_What you have to do_
Copy out the full wildlife area report below, keeping every character unchanged.

_Selected extract_
North Unit Fence Project with Volunteers: Twenty-two young hockey players from the River City Jaguars Junior A hockey team helped to remove barbed wire from a portion of a fence that will be repaired in the future. The elite group of players (16 to 20 years old) come from Canada, Colorado, Alaska, California, Washington, and Oregon. Wildlife Area Assistant Manager Hauswald coordinated the project, which moved along at an incredibly fast pace. Within a work period of 1½ hours the volunteers removed the wire from about ¼ mile of fence, which was the goal for the day. In several areas brush, including Himalayan Blackberry, had to be cut away to get at the wire which made the work a challenge. The photos at right show the team at work and Hauswald giving instruction to some of the players on how to roll the wire neatly so that it can be handled easily during disposal.

Lower Columbia River Estuary MOA Coordination: Wildlife Area Manager Calkins along with Habitat Program Employees met with a neighboring landowner to discuss the Feasibility Study for the potential reconnection of Shillapoo Lake to tidal influence of the Columbia River. The purpose of the meeting was to confirm the landowner’s willingness to participate in the feasibility study and potentially take part in a future project through either land acquisition or flooding easements. Obvious concerns on the landowner’s part are their ability to continue to farm and how they might be compensated for the potential loss of farmland should a reconnection happen in the future.


Hunt Coordination: Wildlife Area Manager Calkins and Program Manager Jonker completed edits to a letter and compiled materials to be sent to disabled hunters who drew permits for the time period September 20 to 26 in elk area 5099. The letter and materials are intended to explain available access and address common questions concerning boundaries, use of roads and gates, and hunt party size.

September 7, 2010

Wildlife Area fire
The Highway 8 Fire only burned on the west side of the Klickitat River Canyon, where it burned about half of the Fisher Hill Unit with little effect on the tree canopy), but did not reach the Dillacort Unit.

_Records_
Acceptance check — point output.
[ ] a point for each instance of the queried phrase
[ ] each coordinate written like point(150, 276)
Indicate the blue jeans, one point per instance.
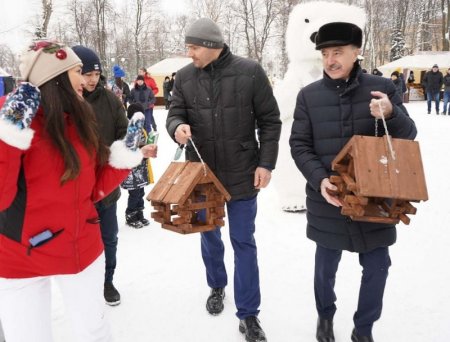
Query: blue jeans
point(149, 123)
point(446, 100)
point(431, 97)
point(375, 271)
point(135, 200)
point(110, 229)
point(241, 219)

_Solution to this task_
North Unit Fence Project with Volunteers: Twenty-two young hockey players from the River City Jaguars Junior A hockey team helped to remove barbed wire from a portion of a fence that will be repaired in the future. The elite group of players (16 to 20 years old) come from Canada, Colorado, Alaska, California, Washington, and Oregon. Wildlife Area Assistant Manager Hauswald coordinated the project, which moved along at an incredibly fast pace. Within a work period of 1½ hours the volunteers removed the wire from about ¼ mile of fence, which was the goal for the day. In several areas brush, including Himalayan Blackberry, had to be cut away to get at the wire which made the work a challenge. The photos at right show the team at work and Hauswald giving instruction to some of the players on how to roll the wire neatly so that it can be handled easily during disposal.

Lower Columbia River Estuary MOA Coordination: Wildlife Area Manager Calkins along with Habitat Program Employees met with a neighboring landowner to discuss the Feasibility Study for the potential reconnection of Shillapoo Lake to tidal influence of the Columbia River. The purpose of the meeting was to confirm the landowner’s willingness to participate in the feasibility study and potentially take part in a future project through either land acquisition or flooding easements. Obvious concerns on the landowner’s part are their ability to continue to farm and how they might be compensated for the potential loss of farmland should a reconnection happen in the future.


Hunt Coordination: Wildlife Area Manager Calkins and Program Manager Jonker completed edits to a letter and compiled materials to be sent to disabled hunters who drew permits for the time period September 20 to 26 in elk area 5099. The letter and materials are intended to explain available access and address common questions concerning boundaries, use of roads and gates, and hunt party size.

September 7, 2010

Wildlife Area fire
The Highway 8 Fire only burned on the west side of the Klickitat River Canyon, where it burned about half of the Fisher Hill Unit with little effect on the tree canopy), but did not reach the Dillacort Unit.